(Coordinate annotation entries)
-----

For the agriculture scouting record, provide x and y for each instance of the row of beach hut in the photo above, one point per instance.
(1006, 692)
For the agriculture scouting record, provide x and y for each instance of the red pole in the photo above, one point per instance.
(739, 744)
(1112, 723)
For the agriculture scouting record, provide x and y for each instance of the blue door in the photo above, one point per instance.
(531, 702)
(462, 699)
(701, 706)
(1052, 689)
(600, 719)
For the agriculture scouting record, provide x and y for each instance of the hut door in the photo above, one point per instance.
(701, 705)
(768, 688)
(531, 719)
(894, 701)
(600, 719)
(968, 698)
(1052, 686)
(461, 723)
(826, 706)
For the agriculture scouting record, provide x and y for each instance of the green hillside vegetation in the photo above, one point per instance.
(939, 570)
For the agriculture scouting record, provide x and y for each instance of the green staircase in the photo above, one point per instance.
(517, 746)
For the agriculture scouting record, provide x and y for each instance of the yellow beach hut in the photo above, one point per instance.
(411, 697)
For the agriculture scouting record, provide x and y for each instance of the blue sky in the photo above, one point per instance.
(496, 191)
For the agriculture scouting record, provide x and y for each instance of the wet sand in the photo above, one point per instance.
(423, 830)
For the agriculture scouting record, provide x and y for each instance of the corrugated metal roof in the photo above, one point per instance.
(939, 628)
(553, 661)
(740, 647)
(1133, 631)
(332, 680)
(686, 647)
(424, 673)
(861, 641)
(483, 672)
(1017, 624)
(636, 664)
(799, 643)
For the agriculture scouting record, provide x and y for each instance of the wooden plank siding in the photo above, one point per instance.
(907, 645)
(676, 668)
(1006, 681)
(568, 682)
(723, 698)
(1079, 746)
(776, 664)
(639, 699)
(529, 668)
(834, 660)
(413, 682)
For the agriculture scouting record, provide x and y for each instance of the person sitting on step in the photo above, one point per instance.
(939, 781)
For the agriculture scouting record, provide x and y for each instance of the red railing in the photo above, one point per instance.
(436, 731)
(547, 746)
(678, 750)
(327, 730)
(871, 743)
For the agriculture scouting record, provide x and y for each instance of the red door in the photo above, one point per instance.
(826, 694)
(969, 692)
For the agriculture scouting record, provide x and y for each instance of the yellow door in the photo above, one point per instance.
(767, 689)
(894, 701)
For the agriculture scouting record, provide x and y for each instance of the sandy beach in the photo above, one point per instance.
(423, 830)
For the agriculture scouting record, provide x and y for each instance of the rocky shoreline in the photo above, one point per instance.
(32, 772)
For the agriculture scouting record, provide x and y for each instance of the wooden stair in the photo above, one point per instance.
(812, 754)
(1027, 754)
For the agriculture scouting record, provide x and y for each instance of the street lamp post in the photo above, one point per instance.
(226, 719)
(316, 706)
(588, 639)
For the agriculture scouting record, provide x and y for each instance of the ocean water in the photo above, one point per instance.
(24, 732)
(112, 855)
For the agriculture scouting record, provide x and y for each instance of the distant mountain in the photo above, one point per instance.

-----

Aim of the exercise:
Retype all of the data shown above, word for word.

Output:
For the agriculture scouting record, provide x and y for each instance of the row of beach hut in the photo above, one point per instance.
(1006, 692)
For the agriculture scouting record, provide x and y for each instance of the red pole in the photo above, one point per instance.
(739, 744)
(1112, 723)
For the agriculture scouting record, provide x and y for each instance of the blue door in the photo above, one point per instance.
(531, 702)
(462, 699)
(701, 706)
(1052, 689)
(600, 719)
For the agriculture scouting record, provide x and y for each instance of the hut door in the photo above, one point per instance.
(701, 705)
(768, 688)
(531, 719)
(894, 701)
(600, 719)
(968, 698)
(1052, 686)
(461, 723)
(826, 706)
For the agriculture scouting record, provide x and y for each instance of the green hillside vegetation in the photo above, one point per instance.
(939, 570)
For the agriculture scouting record, provide x and y for each instance of the green staircase in the photo above, one point per instance.
(517, 746)
For the agriculture scouting record, provide x and y for each instance of the yellow beach hut in the photo above, one point per instance.
(411, 697)
For the agriculture scouting record, provide x and y for each instance of the blue sky in the photo above, one point per instance.
(496, 191)
For the agriculture scouting record, provide x and y for each instance of the wet sand in the photo above, one point per instance.
(423, 830)
For the agriculture scouting record, provide x and y for each instance of the corrugated metal roof in the photo above, one point per instance.
(939, 628)
(553, 661)
(740, 647)
(1133, 631)
(332, 680)
(686, 647)
(424, 673)
(861, 641)
(483, 672)
(1017, 624)
(636, 664)
(799, 643)
For the agriculture scouting record, provide x and y for each instance of the wooden plank siding in the photo above, one point per instance.
(907, 645)
(676, 668)
(1006, 681)
(568, 682)
(723, 698)
(1079, 746)
(776, 664)
(639, 699)
(529, 668)
(834, 660)
(413, 682)
For the agriculture scouting record, provide x and y for each instance of the person sitting on step in the photo above, one point per instance.
(939, 781)
For the agriculture scouting record, provide x and y for each instance of the red railing in the photo above, one point per instance.
(436, 731)
(547, 746)
(678, 750)
(327, 730)
(871, 743)
For the agriculture scouting record, provide x and y for each instance of the red door in the photo above, one point per instance.
(826, 694)
(969, 692)
For the agriculture scouting record, provide x and y for each instance of the yellow door in the photo above, one point per instance.
(767, 689)
(894, 701)
For the agriculture scouting record, provide x and y for each instance of the sandy beach in the photo above, one point per instance.
(423, 830)
For the agriculture scouting record, provide x and y for each instance of the rocky shoreline in the photo above, one point per instance.
(32, 772)
For the agriculture scouting record, provide x and y for each instance of the wooden stair in the photo above, one point per instance.
(812, 754)
(1027, 754)
For the agriculture scouting record, provide x and y for each instance of the street lamp post in the photo above, one point per instance.
(226, 719)
(316, 706)
(588, 639)
For the agriculture scouting record, provide x and y for each instance of the ocean water in the photo above, one point per instance.
(24, 732)
(112, 855)
For the agriculture scouting record, provide x and y for each instance of the distant mountain in the photo above, one point per instance.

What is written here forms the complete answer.